Instructions to follow
List every line of the records below that contains the word "blue", copying each line in full.

Data provided

────────────────────────────────────────

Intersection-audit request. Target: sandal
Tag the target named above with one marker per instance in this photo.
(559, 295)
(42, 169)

────────────────────────────────────────

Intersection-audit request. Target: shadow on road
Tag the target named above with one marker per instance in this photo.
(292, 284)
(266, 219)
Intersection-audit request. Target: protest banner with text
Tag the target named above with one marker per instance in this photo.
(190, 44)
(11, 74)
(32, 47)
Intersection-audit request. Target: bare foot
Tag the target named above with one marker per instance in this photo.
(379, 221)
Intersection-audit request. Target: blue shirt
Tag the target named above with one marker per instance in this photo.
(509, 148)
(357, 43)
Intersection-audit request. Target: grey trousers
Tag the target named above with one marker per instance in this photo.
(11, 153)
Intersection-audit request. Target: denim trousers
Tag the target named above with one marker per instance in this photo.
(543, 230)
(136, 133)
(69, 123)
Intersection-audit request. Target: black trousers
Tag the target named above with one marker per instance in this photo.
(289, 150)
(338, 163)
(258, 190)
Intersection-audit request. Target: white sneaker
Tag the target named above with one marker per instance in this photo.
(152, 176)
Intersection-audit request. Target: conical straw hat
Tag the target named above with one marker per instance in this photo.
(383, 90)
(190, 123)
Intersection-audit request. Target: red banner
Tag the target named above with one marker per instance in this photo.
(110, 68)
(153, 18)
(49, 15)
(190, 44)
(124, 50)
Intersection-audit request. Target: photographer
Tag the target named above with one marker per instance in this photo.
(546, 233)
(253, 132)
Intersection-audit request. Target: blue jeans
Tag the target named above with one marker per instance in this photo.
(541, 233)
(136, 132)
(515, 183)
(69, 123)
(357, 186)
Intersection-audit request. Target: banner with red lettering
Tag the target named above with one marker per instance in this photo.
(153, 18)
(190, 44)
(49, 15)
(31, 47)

────────────────────────────────────────

Result of the exercise
Intersection-audit request. Target: blue shirt
Intersection-audit request. Target: blue jeans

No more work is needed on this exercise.